## Objective
Copy out the records in full, word for word, without pictures.

## Stored rows

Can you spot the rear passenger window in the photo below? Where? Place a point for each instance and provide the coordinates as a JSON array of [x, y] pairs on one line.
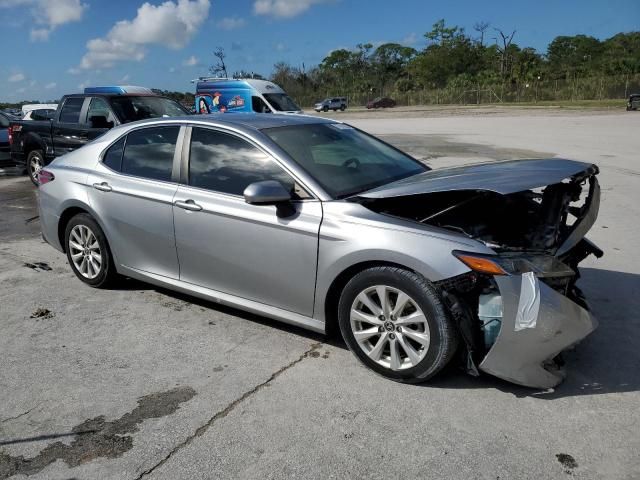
[[71, 110], [113, 157], [149, 152], [225, 163]]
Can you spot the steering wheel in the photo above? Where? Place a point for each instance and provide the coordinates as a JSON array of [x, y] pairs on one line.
[[352, 161]]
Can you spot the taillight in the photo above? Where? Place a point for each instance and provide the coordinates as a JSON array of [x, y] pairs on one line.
[[44, 176]]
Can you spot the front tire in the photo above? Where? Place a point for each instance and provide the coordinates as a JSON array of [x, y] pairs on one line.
[[394, 321], [35, 163], [88, 252]]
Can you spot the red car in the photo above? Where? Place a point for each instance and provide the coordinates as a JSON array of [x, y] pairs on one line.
[[384, 102]]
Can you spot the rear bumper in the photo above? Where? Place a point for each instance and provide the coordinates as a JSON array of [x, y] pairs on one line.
[[533, 332], [49, 220]]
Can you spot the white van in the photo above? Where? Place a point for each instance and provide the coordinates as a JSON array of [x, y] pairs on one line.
[[242, 95]]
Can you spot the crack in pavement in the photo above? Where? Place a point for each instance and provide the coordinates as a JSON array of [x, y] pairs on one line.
[[20, 415], [228, 409]]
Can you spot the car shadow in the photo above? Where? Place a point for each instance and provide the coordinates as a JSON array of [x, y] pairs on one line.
[[607, 361]]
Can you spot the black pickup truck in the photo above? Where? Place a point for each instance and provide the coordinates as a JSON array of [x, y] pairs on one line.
[[79, 119]]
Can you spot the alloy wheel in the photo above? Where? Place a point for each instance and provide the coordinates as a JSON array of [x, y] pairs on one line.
[[390, 327], [85, 252]]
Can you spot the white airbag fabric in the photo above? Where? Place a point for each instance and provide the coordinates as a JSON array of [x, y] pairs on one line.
[[529, 304]]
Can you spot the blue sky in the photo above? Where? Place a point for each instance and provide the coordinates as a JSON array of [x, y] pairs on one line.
[[53, 47]]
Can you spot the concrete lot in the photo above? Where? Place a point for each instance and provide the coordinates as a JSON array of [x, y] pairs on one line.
[[143, 383]]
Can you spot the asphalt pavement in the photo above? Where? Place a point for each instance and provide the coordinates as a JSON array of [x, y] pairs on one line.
[[139, 382]]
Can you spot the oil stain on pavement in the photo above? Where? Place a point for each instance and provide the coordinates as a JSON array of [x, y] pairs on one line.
[[95, 437]]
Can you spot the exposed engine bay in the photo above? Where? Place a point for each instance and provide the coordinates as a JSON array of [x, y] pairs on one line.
[[537, 234], [537, 220]]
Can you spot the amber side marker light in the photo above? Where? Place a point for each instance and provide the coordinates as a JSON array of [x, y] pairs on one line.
[[480, 264]]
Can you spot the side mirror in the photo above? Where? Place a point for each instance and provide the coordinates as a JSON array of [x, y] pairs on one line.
[[267, 192]]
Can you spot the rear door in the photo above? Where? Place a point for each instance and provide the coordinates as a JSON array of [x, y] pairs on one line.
[[133, 189], [251, 251], [68, 133]]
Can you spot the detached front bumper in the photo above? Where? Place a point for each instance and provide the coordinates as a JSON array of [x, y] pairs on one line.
[[537, 324]]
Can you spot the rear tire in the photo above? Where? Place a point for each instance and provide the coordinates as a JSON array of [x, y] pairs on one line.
[[410, 341], [35, 163], [88, 252]]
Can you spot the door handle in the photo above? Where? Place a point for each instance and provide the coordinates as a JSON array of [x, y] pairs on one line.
[[188, 205], [103, 187]]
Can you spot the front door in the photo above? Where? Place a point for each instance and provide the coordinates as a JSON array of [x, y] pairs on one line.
[[261, 253], [132, 191]]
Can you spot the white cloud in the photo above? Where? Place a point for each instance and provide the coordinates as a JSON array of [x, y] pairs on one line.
[[39, 34], [410, 39], [48, 14], [284, 8], [17, 77], [169, 24], [192, 61], [14, 3]]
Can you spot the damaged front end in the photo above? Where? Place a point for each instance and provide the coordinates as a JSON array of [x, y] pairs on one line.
[[519, 309]]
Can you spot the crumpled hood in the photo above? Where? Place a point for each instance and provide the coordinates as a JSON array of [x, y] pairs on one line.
[[500, 177]]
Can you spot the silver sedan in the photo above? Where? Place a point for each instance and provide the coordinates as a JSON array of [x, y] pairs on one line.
[[318, 224]]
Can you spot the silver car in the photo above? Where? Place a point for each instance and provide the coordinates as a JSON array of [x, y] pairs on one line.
[[318, 224]]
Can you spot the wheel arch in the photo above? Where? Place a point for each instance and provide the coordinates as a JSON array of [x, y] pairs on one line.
[[71, 210], [336, 287]]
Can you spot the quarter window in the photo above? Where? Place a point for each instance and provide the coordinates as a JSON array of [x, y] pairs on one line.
[[113, 157], [225, 163], [99, 114], [71, 110], [149, 152]]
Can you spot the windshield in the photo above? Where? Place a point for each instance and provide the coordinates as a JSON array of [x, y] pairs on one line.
[[282, 102], [342, 159], [130, 109]]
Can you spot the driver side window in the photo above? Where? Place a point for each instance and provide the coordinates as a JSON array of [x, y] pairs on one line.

## Exercise output
Can you spot the rear passenger window in the photo below? Where? Place a point for each instance and provide the coordinates as a JSON array of [x, y] pairs on one line.
[[71, 110], [113, 157], [149, 152], [225, 163]]
Can you spot the steering wheel in the photo above? Where? Place a point for each instance and provide the coordinates as a JSON array of [x, y] pairs on one line.
[[352, 161]]
Can you spot the taillight in the photo above? Where? Place a point for each instance and provide the coordinates as a JSON array of [x, y] pairs on one line.
[[44, 176]]
Can you spot the front tire in the photo above? Where? Place a point for each instance and provide the coordinates as a JSON array of [x, y] pairs on one line.
[[394, 321], [35, 163], [88, 252]]
Can you spot the red car in the photo above? Where? Place a point for each instance and provide the coordinates as a JSON array of [x, y] pairs on one line.
[[384, 102]]
Can you spot the rear bumper in the photo above? Where? Place a point for each instance and provide the coordinates as a JSON array of [x, y] pairs on one line.
[[533, 332], [49, 220]]
Can you spot the white van in the photo above? Where? Place a point for each instance and provide the coordinates as a JSON array of [x, y] pairs on one line.
[[242, 95]]
Can you spot the crack in pavement in the photo above? Where? Place a point for each instance and provide the coordinates as a JSON array of [x, y] pairs on one line.
[[20, 415], [228, 409]]
Can you spot the car shadow in the photo above? Where? Place a point for each instance and provide the coordinates as a JSON array of [x, y] pairs on one line.
[[607, 361]]
Can you spot the black pickup truck in the photo above? Where? Place a point for each instance and provide the coordinates as a JSON array of [x, y] pairs on one line.
[[79, 119]]
Can you spot the alloy wheel in the photo above? Where? Place a point for each instance and provide the coordinates as a JSON array of [x, y] pairs on one line.
[[390, 327], [85, 252]]
Can you spot the white airbag fabric in the photo above? Where? Place a point for each instance and provide the coordinates as a JSON array of [x, y] pairs on one line.
[[529, 304]]
Can you spot the blue sky in the photo above? Where? Place a point for each instance and provide the coordinates as a JSON array of [x, y] pairs on one line.
[[53, 47]]
Can you spot the concrete lot in the photo above? Where? Place a point for each instance and provide the coordinates as a JSON array of [x, y] pairs on one line.
[[143, 383]]
Can you spot the asphalt pavement in the photo above? Where? Place a point for each instance and provide the coordinates as a JSON array of [x, y] pairs on one line.
[[139, 382]]
Can you spot the oil stain on pavement in the photo above? Where? Place a point for each instance and provide the coordinates as a JSON array of [x, y] pairs on one line.
[[95, 437]]
Can you spot the exposed engine bay in the photo above? Where? Place a point for each instance and provide the coordinates as a JSON array of [x, y] pairs on one line.
[[537, 234], [537, 220]]
Can you spot the amber side marker light in the photo above? Where? Place a point for each instance and provide the coordinates as a JSON array of [x, y] pairs on one line.
[[480, 264]]
Can you spot the side mirror in the photo above? Where? Place a point for each instance and provide the coordinates as a JSON array of [x, y] pairs on one line.
[[267, 192]]
Can you spot the rear door in the photo above? Where? Place a point for each instance and provide the coordinates as a JSON array of [x, y] pairs on one line.
[[133, 189], [251, 251], [68, 133]]
Can you spot the detached front bumper in the photo above? Where? Place a point for each instance and provide the coordinates as a JSON array of [x, y] pairs on one line.
[[537, 324]]
Can you spot the rear tire in the photo above? Where? Place a point for each instance and provide the coordinates as a JSON array of [x, y] pairs on one line.
[[410, 341], [35, 163], [88, 252]]
Can you spot the door handle in the photo above? Where? Place a point for each instance and provide the coordinates as a JSON array of [x, y] pairs on one line.
[[188, 205], [103, 187]]
Can you spot the front door in the photo above? Where? Place a point for each instance and provide the coordinates as a JSON array of [x, y] pairs on one line.
[[261, 253], [132, 191]]
Can you spot the white cloud in the photo above? Where? Place a point for each instance and provide the coordinates as a JSON array of [x, y] pairs on one line.
[[39, 34], [410, 39], [48, 14], [284, 8], [17, 77], [169, 24], [192, 61], [14, 3]]
Can you spot the damaged front end in the photo above? Where? Place a point for each instance and provide the coordinates as a JSON array of [x, y] pairs on one line.
[[519, 309]]
Can you spot the crumpled hood in the photo above? Where? Place a point for each instance and provide the coordinates as a JSON array of [x, y] pairs on one line.
[[500, 177]]
Can you spot the silver sedan in the photo above? Where? Place a point for each instance and provide the coordinates as a JSON array of [x, y] pairs on one line.
[[318, 224]]
Can you spot the silver car in the photo above? Where? Place a point for each instance and provide the coordinates as a JSON array of [x, y] pairs on one line.
[[318, 224]]
Can you spot the wheel arch in the photo above? Where? Place a point for each instance and provide the coordinates as a JSON array of [x, y] pairs on one line.
[[71, 210], [336, 287]]
Can you spot the quarter window in the photo above? Where? Place a point for each instance and provide the coordinates as a JSON array of [x, y] pairs on one line.
[[113, 157], [225, 163], [99, 114], [71, 110], [149, 152]]
Can you spot the windshield in the photo above? Where? Place a point for each instance and provide the coordinates as a JSON array of [x, y] pairs on one line.
[[282, 102], [342, 159], [130, 109]]
Can you spot the driver side window in the photo above? Where? Place a point for each instance and provide the coordinates as a JSON array of [x, y] pairs on one line.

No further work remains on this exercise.